* [Data for this task]
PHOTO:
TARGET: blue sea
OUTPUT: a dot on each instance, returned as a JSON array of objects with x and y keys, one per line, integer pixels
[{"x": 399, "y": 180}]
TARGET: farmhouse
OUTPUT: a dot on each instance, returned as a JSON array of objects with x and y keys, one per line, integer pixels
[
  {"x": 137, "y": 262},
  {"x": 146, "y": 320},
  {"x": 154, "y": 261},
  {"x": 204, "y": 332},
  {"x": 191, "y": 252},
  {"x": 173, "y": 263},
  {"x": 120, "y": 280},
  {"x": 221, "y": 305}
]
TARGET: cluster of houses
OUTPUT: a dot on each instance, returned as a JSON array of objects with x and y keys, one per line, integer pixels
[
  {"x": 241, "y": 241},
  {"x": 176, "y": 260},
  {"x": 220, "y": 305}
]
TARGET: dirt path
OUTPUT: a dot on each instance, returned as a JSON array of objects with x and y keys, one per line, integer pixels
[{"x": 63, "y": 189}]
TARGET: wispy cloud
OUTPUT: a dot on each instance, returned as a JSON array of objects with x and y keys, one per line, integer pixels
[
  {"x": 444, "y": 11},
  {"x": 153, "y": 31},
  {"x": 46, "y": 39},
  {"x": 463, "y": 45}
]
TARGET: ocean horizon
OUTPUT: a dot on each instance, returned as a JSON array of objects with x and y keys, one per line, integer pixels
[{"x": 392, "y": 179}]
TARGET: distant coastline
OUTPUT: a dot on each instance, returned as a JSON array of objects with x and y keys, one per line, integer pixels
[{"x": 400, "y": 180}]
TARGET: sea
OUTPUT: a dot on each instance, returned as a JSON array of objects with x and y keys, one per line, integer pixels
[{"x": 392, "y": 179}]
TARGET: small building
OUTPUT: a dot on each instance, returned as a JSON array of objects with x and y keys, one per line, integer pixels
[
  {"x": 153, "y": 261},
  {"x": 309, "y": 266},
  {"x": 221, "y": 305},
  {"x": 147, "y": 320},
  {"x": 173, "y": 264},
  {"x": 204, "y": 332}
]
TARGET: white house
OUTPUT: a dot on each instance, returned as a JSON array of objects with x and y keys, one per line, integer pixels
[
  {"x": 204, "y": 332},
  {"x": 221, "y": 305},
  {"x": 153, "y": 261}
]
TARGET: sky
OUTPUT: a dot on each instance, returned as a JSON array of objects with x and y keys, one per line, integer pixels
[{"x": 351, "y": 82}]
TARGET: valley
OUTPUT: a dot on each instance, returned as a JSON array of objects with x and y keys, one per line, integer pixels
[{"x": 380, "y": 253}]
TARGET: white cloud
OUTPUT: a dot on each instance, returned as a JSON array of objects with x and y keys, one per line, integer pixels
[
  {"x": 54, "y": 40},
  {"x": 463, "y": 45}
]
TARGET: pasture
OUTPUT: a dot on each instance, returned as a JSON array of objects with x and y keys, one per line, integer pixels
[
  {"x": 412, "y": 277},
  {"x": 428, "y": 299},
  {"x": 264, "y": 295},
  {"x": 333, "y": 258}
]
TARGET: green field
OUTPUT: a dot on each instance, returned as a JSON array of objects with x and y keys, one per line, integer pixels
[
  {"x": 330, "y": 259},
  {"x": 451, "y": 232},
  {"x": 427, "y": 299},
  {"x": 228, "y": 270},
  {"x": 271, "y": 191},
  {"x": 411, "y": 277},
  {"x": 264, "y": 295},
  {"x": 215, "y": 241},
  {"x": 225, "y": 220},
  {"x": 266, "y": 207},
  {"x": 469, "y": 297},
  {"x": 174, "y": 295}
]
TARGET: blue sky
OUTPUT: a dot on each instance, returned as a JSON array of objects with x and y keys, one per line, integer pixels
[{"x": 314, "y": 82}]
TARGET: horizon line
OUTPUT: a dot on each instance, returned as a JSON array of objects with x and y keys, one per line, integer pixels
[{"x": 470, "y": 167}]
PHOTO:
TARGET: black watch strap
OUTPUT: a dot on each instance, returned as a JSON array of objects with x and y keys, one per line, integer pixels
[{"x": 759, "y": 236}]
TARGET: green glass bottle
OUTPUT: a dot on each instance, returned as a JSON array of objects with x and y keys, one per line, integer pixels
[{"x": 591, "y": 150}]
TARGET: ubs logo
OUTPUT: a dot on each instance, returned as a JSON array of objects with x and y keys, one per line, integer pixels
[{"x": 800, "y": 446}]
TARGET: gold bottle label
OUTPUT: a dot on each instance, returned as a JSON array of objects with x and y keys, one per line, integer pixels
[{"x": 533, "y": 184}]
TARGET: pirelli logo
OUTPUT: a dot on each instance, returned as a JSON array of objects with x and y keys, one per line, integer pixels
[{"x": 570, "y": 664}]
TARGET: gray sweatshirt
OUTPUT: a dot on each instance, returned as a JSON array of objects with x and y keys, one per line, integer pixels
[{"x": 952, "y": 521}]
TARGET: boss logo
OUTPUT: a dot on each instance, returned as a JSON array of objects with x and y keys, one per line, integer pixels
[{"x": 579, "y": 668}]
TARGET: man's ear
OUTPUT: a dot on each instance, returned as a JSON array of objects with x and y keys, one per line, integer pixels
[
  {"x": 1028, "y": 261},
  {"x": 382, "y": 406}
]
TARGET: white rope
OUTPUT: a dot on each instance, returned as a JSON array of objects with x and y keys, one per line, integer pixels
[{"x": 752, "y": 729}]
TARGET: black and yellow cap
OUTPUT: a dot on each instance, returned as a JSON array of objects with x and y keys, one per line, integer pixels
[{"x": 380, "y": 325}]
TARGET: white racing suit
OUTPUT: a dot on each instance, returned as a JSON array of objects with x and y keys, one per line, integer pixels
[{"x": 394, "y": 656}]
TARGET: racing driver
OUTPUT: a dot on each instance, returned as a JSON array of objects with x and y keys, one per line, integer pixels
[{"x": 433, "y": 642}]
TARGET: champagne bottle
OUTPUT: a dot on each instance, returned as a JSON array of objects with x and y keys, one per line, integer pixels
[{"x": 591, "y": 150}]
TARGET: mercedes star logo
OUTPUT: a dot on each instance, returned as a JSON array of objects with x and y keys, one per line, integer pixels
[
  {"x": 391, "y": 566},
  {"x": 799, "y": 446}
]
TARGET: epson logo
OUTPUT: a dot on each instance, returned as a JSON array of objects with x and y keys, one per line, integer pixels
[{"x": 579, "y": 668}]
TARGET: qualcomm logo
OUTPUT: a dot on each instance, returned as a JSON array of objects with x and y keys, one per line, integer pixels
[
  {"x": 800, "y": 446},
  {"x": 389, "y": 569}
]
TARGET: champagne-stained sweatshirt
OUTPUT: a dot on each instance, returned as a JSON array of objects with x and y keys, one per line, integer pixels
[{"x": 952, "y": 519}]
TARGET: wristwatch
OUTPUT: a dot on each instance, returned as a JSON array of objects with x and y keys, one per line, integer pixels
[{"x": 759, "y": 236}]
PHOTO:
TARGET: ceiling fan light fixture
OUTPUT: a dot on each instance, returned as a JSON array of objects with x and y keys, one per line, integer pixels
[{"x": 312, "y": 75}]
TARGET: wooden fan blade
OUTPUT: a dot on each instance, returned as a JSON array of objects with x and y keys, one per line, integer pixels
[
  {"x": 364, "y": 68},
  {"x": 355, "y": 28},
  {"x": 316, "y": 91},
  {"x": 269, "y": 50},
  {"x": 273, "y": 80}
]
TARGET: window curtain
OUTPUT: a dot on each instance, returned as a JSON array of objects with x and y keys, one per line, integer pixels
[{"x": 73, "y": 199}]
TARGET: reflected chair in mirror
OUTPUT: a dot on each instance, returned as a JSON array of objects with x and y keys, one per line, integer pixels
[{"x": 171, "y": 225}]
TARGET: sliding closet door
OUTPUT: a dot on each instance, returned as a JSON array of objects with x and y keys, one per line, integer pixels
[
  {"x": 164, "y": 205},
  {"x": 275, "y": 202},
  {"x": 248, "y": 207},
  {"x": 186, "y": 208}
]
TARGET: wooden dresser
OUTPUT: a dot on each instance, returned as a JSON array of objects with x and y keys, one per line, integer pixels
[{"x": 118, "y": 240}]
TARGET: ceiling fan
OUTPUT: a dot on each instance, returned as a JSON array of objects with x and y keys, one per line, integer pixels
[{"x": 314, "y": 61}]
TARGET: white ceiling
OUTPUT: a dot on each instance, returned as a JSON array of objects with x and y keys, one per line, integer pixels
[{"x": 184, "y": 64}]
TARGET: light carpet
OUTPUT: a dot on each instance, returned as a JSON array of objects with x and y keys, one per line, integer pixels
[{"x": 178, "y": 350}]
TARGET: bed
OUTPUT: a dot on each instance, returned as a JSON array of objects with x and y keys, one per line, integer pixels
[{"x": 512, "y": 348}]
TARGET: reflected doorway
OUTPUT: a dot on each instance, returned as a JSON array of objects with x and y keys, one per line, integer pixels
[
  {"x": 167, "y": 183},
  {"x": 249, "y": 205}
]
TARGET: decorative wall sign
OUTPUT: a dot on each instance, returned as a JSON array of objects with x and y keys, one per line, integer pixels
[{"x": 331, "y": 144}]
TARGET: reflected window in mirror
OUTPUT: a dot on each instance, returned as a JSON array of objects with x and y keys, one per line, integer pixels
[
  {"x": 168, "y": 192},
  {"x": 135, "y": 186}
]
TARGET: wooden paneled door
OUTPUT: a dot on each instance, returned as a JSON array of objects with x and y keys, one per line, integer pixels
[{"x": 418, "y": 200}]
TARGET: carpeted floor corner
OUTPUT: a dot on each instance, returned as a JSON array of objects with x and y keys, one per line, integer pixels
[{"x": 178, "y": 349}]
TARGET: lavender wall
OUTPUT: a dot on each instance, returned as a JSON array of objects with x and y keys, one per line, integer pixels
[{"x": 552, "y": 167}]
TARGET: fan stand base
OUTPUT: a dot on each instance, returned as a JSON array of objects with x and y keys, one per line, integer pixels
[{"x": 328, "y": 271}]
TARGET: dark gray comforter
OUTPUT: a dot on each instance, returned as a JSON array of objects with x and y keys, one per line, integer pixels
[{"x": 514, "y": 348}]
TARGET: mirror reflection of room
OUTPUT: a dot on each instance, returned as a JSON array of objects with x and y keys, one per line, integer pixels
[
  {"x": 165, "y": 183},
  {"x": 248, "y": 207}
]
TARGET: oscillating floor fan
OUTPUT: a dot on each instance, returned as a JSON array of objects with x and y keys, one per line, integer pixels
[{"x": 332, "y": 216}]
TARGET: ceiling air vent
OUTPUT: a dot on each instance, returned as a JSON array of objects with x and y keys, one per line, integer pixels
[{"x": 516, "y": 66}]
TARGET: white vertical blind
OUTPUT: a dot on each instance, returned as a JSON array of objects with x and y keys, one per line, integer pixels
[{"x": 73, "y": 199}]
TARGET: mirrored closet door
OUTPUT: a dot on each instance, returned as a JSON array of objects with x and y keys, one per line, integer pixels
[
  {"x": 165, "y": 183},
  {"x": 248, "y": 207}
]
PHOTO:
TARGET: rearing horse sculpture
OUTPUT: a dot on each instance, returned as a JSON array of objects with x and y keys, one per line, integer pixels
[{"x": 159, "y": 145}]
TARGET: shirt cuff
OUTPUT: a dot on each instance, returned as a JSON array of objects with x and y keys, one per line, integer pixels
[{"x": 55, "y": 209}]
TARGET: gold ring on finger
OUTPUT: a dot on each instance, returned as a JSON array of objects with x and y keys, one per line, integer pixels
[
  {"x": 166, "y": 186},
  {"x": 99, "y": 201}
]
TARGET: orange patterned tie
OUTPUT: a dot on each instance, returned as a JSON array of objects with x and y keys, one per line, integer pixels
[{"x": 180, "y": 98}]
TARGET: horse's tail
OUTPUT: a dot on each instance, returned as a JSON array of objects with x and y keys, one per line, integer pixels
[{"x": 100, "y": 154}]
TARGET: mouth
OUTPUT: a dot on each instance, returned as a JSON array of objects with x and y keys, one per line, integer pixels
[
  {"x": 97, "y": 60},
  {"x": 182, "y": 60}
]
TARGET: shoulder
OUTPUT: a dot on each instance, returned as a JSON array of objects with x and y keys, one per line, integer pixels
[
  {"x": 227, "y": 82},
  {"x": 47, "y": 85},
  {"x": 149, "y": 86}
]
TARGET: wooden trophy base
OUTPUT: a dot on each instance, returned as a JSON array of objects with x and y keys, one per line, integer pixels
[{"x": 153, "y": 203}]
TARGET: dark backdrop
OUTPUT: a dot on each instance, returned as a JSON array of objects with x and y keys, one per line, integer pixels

* [Problem statement] Reproduce the listing above exactly from the line containing "TARGET: mirrored closet door" through its last line, with both of those lines included.

* [Output of the exercise]
TARGET: mirrored closet door
OUTPUT: a dot on each instance, returned as a JSON array of objects with x and y keys, one per line, integer pixels
[
  {"x": 165, "y": 183},
  {"x": 248, "y": 207}
]
PHOTO:
TARGET: rearing horse sculpture
OUTPUT: a dot on each instance, returned as a JSON array of objects with x and y keys, one per line, integer pixels
[{"x": 159, "y": 145}]
TARGET: shirt cuff
OUTPUT: a dot on each instance, returned as a JSON array of objects with x and y keys, one per line, integer pixels
[{"x": 55, "y": 209}]
TARGET: gold ring on finger
OUTPUT: a dot on each instance, returned as a JSON array of objects with x and y keys, one per line, integer pixels
[
  {"x": 166, "y": 186},
  {"x": 99, "y": 201}
]
TARGET: orange patterned tie
OUTPUT: a dot on each instance, returned as a JSON array of objects with x and y keys, one per line, integer pixels
[{"x": 180, "y": 98}]
TARGET: horse's tail
OUTPUT: a dot on each instance, returned as a JSON array of objects with x and y keys, one per line, integer pixels
[{"x": 100, "y": 154}]
TARGET: mouth
OUTPUT: a dot on each instance, returned as a JSON array of objects with x and y keys, one per line, integer pixels
[
  {"x": 97, "y": 60},
  {"x": 182, "y": 60}
]
TARGET: shoulder
OUTPUT: a dot on each instance, returned as a JSON array of objects with x and y keys, one per line, integer pixels
[
  {"x": 227, "y": 82},
  {"x": 47, "y": 85},
  {"x": 149, "y": 86}
]
TARGET: wooden trophy base
OUTPUT: a dot on each instance, returned as a JSON array of objects with x and y keys, one per line, integer pixels
[{"x": 153, "y": 203}]
TARGET: dark backdrop
OUTPUT: a dot on each instance, returned as a JSON array of objects with x and y keys, one per line, integer pixels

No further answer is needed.